> **Istruzioni operative**:
(A) Traduci in inglese questa frase dell'estratto sul 1921: "Il 1921 è stato l’anno delle radicali incomprensioni, da parte di pressoché tutti i componenti la classe dirigente di allora, della subdola pericolosità del fascismo."
(B) Nell'estratto sul 1921, di quale anno il 1921 appare solo un "parente povero"?
(C) Scrivi il seguito del testo sul centenario del 1921, partendo dopo la sua ultima frase.

> **Estratto della fonte**:
* * * * *

Sta passando sotto silenzio – anche per il 'blocco' di non poche ricerche derivante dal tragico fenomeno epidemico che sta aggredendo il nostro Paese – il centenario del 1921 che, apparentemente, è solo parente povero del fatidico 1922, dell’anno, cioè, della cosiddetta 'marcia su Roma' (che, come noto, marcia non fu...).
Ma non è fuori luogo – non solo per gli storici di professione, bensì per chiunque abbia a cuore le sorti della democrazia nel nostro Paese – riandare a quel 1921 che per molti aspetti può essere considerato non solo l’anticamera ma il 'brodo di cultura' del successivo avvento al potere del fascismo. Il 1921 è stato l’anno delle radicali incomprensioni, da parte di pressoché tutti i componenti la classe dirigente di allora, della subdola pericolosità del fascismo.

* * * * *

> **Voci fornite**:
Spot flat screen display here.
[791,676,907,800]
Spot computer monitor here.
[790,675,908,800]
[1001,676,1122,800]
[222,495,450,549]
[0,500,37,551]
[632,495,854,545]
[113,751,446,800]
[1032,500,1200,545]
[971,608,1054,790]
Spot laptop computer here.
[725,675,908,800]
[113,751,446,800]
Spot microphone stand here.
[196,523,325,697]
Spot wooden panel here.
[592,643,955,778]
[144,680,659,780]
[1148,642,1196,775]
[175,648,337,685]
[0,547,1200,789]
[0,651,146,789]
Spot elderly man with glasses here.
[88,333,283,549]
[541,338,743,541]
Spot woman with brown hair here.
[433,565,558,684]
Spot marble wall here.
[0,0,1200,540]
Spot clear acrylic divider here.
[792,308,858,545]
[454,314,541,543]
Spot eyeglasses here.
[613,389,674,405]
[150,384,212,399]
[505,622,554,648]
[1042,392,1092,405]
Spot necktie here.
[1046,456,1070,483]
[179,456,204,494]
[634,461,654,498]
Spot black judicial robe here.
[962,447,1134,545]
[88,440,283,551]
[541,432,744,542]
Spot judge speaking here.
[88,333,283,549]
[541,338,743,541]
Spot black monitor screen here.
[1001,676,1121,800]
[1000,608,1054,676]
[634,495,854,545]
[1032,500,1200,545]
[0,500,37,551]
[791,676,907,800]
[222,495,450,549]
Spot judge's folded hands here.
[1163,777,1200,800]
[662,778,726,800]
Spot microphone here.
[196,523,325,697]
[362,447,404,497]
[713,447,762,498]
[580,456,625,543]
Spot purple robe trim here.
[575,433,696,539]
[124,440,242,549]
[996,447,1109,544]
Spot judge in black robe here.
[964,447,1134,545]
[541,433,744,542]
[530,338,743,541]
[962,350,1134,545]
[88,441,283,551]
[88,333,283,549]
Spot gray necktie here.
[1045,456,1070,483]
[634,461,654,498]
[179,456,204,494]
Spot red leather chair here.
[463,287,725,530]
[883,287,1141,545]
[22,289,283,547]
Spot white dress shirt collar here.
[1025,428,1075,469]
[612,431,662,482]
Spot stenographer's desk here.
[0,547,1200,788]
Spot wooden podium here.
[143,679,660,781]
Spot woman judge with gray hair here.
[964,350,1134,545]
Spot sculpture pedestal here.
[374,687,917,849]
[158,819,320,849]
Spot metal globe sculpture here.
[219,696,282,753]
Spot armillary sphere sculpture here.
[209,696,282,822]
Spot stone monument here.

* * * * *

> **Risposte fornite**:
(A) 1921 was the year of radical misunderstanding, on the part of nearly all the members of the ruling class of the time, of the insidious danger of fascism.

(B) Del 1922, l'anno della cosiddetta "marcia su Roma".

(C)
Da ogni parte ci si illuse che si trattasse di un fenomeno passeggero, che sarebbe stato ben presto spazzato via e si sottovalutò fortemente il diffuso senso di disagio, e talvolta la vera e propria 'fuga dalla politica' di vaste componenti di un Paese prostrato da una lunga guerra, vittoriosa, certo, sul piano militare ma prosciugatrice delle sue energie di base. Il 1921 è stato l’anno dei «veti incrociati»; il 'no' dei socialisti ai liberali, dei popolari nei confronti degli uni quanto degli altri, sullo sfondo delle incertezze di una Monarchia incapace di rappresentare una guida per il Paese e in contesto di vita sociale caratterizzata da diffuse inquietudini, da continui scioperi, da persistenti aggressioni, dall’affermarsi di fazioni l’una contro l’altra armate...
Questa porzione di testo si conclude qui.